* [Collected data]
▬▬▬▬▬▬▬▬▬▬

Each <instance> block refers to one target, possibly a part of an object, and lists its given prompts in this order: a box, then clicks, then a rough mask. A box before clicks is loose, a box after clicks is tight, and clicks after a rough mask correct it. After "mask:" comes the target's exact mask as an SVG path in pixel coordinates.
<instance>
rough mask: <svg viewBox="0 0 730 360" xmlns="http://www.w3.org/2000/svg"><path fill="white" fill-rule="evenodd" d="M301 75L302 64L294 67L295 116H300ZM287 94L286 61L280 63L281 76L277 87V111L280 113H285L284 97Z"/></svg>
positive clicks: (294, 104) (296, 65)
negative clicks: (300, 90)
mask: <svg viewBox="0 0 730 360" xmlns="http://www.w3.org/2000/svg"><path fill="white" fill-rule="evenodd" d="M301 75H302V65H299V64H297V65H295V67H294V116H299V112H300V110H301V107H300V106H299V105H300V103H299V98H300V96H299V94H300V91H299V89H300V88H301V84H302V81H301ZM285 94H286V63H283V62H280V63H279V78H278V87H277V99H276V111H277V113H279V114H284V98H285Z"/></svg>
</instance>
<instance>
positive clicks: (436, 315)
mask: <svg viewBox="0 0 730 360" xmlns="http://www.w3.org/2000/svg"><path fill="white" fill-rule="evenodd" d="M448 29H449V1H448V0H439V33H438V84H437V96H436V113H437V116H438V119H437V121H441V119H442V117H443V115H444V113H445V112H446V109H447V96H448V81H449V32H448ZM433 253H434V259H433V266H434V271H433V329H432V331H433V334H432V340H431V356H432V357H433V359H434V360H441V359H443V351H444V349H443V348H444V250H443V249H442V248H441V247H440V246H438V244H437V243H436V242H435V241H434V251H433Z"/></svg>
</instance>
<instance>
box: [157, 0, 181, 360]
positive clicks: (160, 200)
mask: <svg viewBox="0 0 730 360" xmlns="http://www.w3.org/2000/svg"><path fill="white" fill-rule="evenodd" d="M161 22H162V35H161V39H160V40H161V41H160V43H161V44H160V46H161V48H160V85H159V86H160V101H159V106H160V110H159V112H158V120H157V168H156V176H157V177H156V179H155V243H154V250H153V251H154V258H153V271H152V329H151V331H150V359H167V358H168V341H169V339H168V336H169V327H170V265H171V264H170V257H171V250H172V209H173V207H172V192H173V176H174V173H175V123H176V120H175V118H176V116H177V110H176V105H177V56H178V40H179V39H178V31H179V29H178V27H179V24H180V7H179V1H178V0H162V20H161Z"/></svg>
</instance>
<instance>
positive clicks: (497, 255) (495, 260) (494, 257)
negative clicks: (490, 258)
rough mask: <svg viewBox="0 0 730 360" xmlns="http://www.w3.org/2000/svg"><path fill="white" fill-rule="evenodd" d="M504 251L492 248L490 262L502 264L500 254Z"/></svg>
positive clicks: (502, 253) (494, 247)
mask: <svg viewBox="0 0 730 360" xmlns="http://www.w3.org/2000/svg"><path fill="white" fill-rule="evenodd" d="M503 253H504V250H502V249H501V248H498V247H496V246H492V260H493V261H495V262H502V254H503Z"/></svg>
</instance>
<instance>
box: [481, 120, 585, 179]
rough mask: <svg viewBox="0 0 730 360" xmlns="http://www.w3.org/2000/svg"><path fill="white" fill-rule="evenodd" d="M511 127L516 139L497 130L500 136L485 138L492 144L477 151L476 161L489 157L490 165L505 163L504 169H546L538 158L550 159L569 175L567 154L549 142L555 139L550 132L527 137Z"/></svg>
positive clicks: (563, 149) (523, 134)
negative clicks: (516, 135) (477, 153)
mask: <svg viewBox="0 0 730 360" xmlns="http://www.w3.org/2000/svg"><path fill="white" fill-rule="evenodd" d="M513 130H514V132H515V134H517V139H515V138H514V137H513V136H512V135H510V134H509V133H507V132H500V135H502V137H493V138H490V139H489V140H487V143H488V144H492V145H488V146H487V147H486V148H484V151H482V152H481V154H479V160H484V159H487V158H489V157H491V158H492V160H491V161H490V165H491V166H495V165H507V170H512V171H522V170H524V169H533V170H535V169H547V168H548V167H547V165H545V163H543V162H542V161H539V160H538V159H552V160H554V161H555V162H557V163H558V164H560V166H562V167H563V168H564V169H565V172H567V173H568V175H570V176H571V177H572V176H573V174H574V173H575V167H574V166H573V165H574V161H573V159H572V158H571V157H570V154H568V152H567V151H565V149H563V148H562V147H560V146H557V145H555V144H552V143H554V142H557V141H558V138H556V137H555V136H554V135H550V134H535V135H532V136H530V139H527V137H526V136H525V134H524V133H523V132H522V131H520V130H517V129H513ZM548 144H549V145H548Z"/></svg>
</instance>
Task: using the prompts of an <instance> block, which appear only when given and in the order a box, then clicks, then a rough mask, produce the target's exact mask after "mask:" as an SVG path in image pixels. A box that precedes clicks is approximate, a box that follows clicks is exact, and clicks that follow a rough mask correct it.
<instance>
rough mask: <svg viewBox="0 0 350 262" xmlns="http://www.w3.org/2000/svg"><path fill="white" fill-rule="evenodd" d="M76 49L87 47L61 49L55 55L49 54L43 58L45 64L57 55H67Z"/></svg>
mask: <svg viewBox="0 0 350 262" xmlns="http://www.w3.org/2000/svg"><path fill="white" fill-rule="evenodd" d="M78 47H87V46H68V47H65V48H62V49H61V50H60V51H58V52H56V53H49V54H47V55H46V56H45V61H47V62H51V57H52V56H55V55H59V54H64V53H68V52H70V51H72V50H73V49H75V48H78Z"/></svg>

▬▬▬▬▬▬▬▬▬▬

* [Your objective] Restate each record word for word.

* [Written reply]
Each <instance> block refers to one target, possibly a part of an object, and lists its given prompts in this order: a box, then clicks, then a rough mask. A box before clicks is loose, a box after clicks is tight, and clicks after a rough mask correct it. After "mask:" comes the target's exact mask as an SVG path in pixel coordinates.
<instance>
rough mask: <svg viewBox="0 0 730 360" xmlns="http://www.w3.org/2000/svg"><path fill="white" fill-rule="evenodd" d="M301 75L302 64L294 67L295 116H300ZM287 94L286 61L280 63L281 76L277 87V111L280 113H285L284 97Z"/></svg>
positive clicks: (294, 104) (296, 65)
negative clicks: (300, 90)
mask: <svg viewBox="0 0 730 360" xmlns="http://www.w3.org/2000/svg"><path fill="white" fill-rule="evenodd" d="M301 75H302V65H299V64H297V65H295V67H294V116H299V112H300V110H301V107H300V106H299V105H300V103H299V98H300V96H299V94H300V91H299V89H300V88H301V84H302V81H301ZM285 94H286V63H283V62H280V63H279V78H278V87H277V99H276V111H277V113H279V114H284V98H285Z"/></svg>
</instance>
<instance>
positive clicks: (436, 315)
mask: <svg viewBox="0 0 730 360" xmlns="http://www.w3.org/2000/svg"><path fill="white" fill-rule="evenodd" d="M448 29H449V1H448V0H439V33H438V84H437V96H436V113H437V116H438V119H437V121H441V119H442V117H443V115H444V113H445V112H446V109H447V96H448V81H449V32H448ZM433 253H434V259H433V266H434V271H433V329H432V331H433V334H432V340H431V356H432V357H433V359H434V360H441V359H443V351H444V349H443V348H444V250H443V249H442V248H441V247H440V246H438V244H437V243H436V242H435V241H434V251H433Z"/></svg>
</instance>
<instance>
box: [157, 0, 181, 360]
positive clicks: (160, 200)
mask: <svg viewBox="0 0 730 360" xmlns="http://www.w3.org/2000/svg"><path fill="white" fill-rule="evenodd" d="M161 22H162V35H161V39H160V40H161V41H160V43H161V44H160V46H161V48H160V85H159V86H160V101H159V106H160V110H159V112H158V120H157V168H156V176H157V177H156V179H155V243H154V250H153V251H154V258H153V271H152V329H151V331H150V359H167V358H168V341H169V339H168V336H169V327H170V265H171V264H170V257H171V250H172V209H173V207H172V192H173V176H174V173H175V123H176V120H175V118H176V116H177V110H176V105H177V56H178V40H179V39H178V31H179V29H178V27H179V24H180V7H179V1H178V0H162V20H161Z"/></svg>
</instance>
<instance>
positive clicks: (497, 255) (495, 260) (494, 257)
negative clicks: (490, 258)
rough mask: <svg viewBox="0 0 730 360" xmlns="http://www.w3.org/2000/svg"><path fill="white" fill-rule="evenodd" d="M504 251L492 248L490 262L502 264L500 254Z"/></svg>
positive clicks: (502, 253) (494, 247)
mask: <svg viewBox="0 0 730 360" xmlns="http://www.w3.org/2000/svg"><path fill="white" fill-rule="evenodd" d="M503 253H504V250H502V249H501V248H498V247H496V246H492V260H493V261H495V262H502V254H503Z"/></svg>
</instance>
<instance>
box: [481, 120, 585, 179]
rough mask: <svg viewBox="0 0 730 360" xmlns="http://www.w3.org/2000/svg"><path fill="white" fill-rule="evenodd" d="M511 127L516 139L497 130L500 136L485 138L492 144L477 151L476 161L489 157L490 165L505 163L504 169H546L538 158L550 159L569 175L567 154L549 142L555 139L550 132L527 137Z"/></svg>
positive clicks: (563, 149) (523, 134)
negative clicks: (516, 135) (477, 153)
mask: <svg viewBox="0 0 730 360" xmlns="http://www.w3.org/2000/svg"><path fill="white" fill-rule="evenodd" d="M513 130H514V132H515V134H517V139H515V138H514V137H513V136H512V135H510V134H509V133H507V132H500V135H502V137H493V138H490V139H489V140H487V143H488V144H492V145H488V146H487V147H486V148H484V151H482V152H481V154H479V160H484V159H487V158H489V157H491V158H492V160H491V161H490V165H491V166H495V165H507V170H512V171H522V170H524V169H533V170H535V169H547V168H548V167H547V165H545V163H543V162H542V161H539V160H538V159H552V160H554V161H555V162H557V163H558V164H560V166H562V167H563V168H564V169H565V172H567V173H568V175H570V176H571V177H572V176H573V174H574V173H575V167H574V166H573V165H574V161H573V159H572V158H571V157H570V154H568V152H567V151H565V149H563V148H562V147H560V146H557V145H555V144H552V143H554V142H557V141H558V138H556V137H555V136H554V135H550V134H535V135H532V136H530V139H527V137H526V136H525V134H524V133H523V132H522V131H520V130H517V129H513ZM548 144H549V145H548Z"/></svg>
</instance>
Task: using the prompts of an <instance> block, which appear only when given and in the order a box, then clicks, then a rough mask, produce the target's exact mask after "mask:" as an SVG path in image pixels. A box that precedes clicks is approximate, a box that follows clicks is exact, and clicks that follow a rough mask correct it.
<instance>
rough mask: <svg viewBox="0 0 350 262" xmlns="http://www.w3.org/2000/svg"><path fill="white" fill-rule="evenodd" d="M76 49L87 47L61 49L55 55L49 54L43 58L45 64L57 55H67Z"/></svg>
mask: <svg viewBox="0 0 350 262" xmlns="http://www.w3.org/2000/svg"><path fill="white" fill-rule="evenodd" d="M78 47H87V46H68V47H65V48H62V49H61V50H60V51H58V52H56V53H49V54H47V55H46V56H45V61H47V62H51V57H52V56H55V55H59V54H64V53H68V52H70V51H72V50H73V49H75V48H78Z"/></svg>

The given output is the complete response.